*Activity 1*.
Answer these questions from the Project Open notification text, one line each:
(a) How does the writer describe Project Open?
(b) In the query, what value must a.state equal?
(c) From which table does the query take the task IDs it excludes?
*Activity 2*.
Put this sentence from the Project Open notification text into Spanish: "Project Open is a huge application, and one false move on my part could have unintended consequences."
*Activity 3*.
Carry on the Project Open notification text from its last line.

*Supplied text*.
Even though I think creating a small table is a safe option, I still approach the task with respect for the overall system. Project Open is a huge application, and one false move on my part could have unintended consequences. I can say that I've used this e-mail solution for some time now, and it appears to have no negative impact on the system.

Once the table's in place, I can adjust the query to show open workflow steps to look like this:


SELECT a.task_id, a.workflow_key, a.transition_key, b.*, c.description, d.transition_name, acs_object__name(e.user_id) AS thename,
f.email
FROM wf_tasks a, wf_cases b, wf_workflows c, wf_transitions d, wf_user_tasks e, parties f
WHERE b.case_id = a.case_id
AND c.workflow_key = a.workflow_key
AND d.workflow_key = a.workflow_key
AND d.transition_key = a.transition_key
AND e.task_id = a.task_id
AND f.party_id = e.user_id
AND a.state = 'enabled'
AND a.task_id NOT IN (SELECT pns_task_id FROM pona_notifications_sent)

*Input data*.

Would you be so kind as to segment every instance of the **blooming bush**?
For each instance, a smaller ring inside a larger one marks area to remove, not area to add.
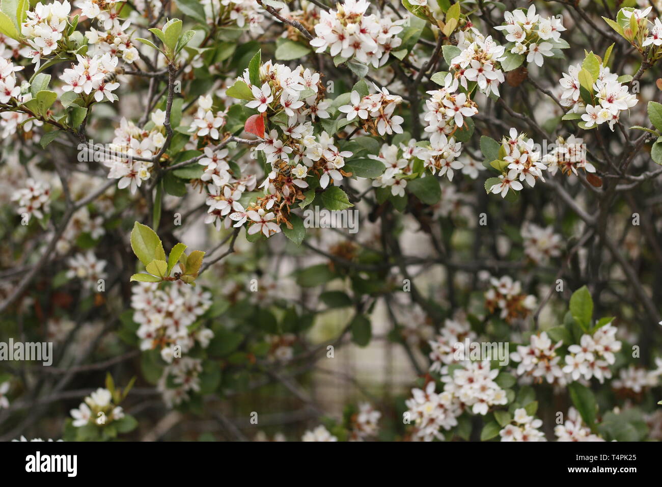
[[[662,439],[659,3],[2,2],[0,438]]]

*Answer section 1*.
(a) As a huge application.
(b) 'enabled'
(c) pona_notifications_sent

*Answer section 2*.
Project Open es una aplicación enorme, y un movimiento en falso de mi parte podría tener consecuencias imprevistas.

*Answer section 3*.
ORDER BY task_id DESC

The same query for closed items could look like this:


SELECT a.task_id, a.case_id, b.object_id, b.state, c.description, d.transition_name, f.email
FROM wf_tasks a, wf_cases b, wf_workflows c, wf_transitions d, im_tickets e, parties f
WHERE b.case_id = a.case_id
AND c.workflow_key = a.workflow_key
AND d.workflow_key = a.workflow_key
AND d.transition_key = a.transition_key
AND a.transition_key LIKE '%close%'
AND e.ticket_id = b.object_id
AND f.party_id = e.ticket_customer_contact_id
AND a.task_id NOT IN (SELECT pns_task_id FROM pona_notifications_sent)
ORDER BY task_id DESC

Now, I have four things to do:

  1. Create the table
  2. Create an index
  3. Populate the existing enabled items
  4. Populate the existing closed items

I created the table with this script:


CREATE TABLE pona_notifications_sent
(
pns_task_id INTEGER UNIQUE NOT NULL,
pns_when_sent DATE NOT NULL

);

It's a simple table to minimize the performance impact. I needed at least a column to hold the task_id; I added a date/time column so I had a little diagnostic information if someone complained about missing e-mails.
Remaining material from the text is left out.